● **Exercise brief**
Copy the data exactly. No line may be skipped.

START Input material

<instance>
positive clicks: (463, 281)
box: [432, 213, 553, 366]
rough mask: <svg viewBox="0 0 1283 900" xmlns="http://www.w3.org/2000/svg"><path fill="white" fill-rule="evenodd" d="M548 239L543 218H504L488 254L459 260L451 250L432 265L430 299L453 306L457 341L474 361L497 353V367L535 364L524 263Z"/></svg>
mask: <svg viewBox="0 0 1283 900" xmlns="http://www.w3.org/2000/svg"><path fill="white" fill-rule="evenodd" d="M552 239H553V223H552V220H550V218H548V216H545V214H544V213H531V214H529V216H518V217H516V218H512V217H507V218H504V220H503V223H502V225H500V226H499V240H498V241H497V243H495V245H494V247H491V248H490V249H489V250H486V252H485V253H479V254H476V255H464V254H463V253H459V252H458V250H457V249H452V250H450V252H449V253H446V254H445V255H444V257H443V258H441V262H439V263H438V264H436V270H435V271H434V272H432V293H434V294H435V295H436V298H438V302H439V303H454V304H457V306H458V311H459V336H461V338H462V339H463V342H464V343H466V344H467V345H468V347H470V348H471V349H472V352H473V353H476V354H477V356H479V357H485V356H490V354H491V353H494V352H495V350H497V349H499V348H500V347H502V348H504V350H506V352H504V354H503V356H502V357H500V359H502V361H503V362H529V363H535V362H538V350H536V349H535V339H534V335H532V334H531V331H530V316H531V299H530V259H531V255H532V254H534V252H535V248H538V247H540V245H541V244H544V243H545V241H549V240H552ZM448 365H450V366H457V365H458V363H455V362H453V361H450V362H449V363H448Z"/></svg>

END Input material

● **Output of the exercise**
<instance>
positive clicks: (463, 281)
box: [432, 213, 553, 366]
rough mask: <svg viewBox="0 0 1283 900" xmlns="http://www.w3.org/2000/svg"><path fill="white" fill-rule="evenodd" d="M548 239L543 218H504L488 254L459 260L451 250L432 265L430 299L453 306L457 341L474 361L497 353V367L535 364L524 263Z"/></svg>
mask: <svg viewBox="0 0 1283 900" xmlns="http://www.w3.org/2000/svg"><path fill="white" fill-rule="evenodd" d="M552 239H553V223H552V220H550V218H548V216H545V214H544V213H531V214H529V216H518V217H516V218H512V217H507V218H504V220H503V223H502V225H500V226H499V240H498V241H497V243H495V245H494V247H491V248H490V249H489V250H486V252H485V253H479V254H476V255H464V254H463V253H459V252H458V250H457V249H452V250H450V252H449V253H446V254H445V255H444V257H443V258H441V262H439V263H438V264H436V270H435V271H434V272H432V293H434V294H435V295H436V298H438V302H439V303H454V304H457V306H458V311H459V336H461V338H462V339H463V342H464V343H466V344H467V345H468V347H470V348H471V349H472V352H473V353H476V354H477V356H479V357H485V356H490V354H491V353H494V352H495V350H497V349H499V348H500V347H502V348H504V350H506V352H504V354H503V356H502V357H500V359H502V361H503V362H529V363H535V362H538V350H536V349H535V339H534V335H532V334H531V331H530V316H531V299H530V259H531V255H532V254H534V252H535V248H538V247H540V245H541V244H544V243H545V241H549V240H552ZM448 365H450V366H457V365H458V363H455V362H453V361H450V362H449V363H448Z"/></svg>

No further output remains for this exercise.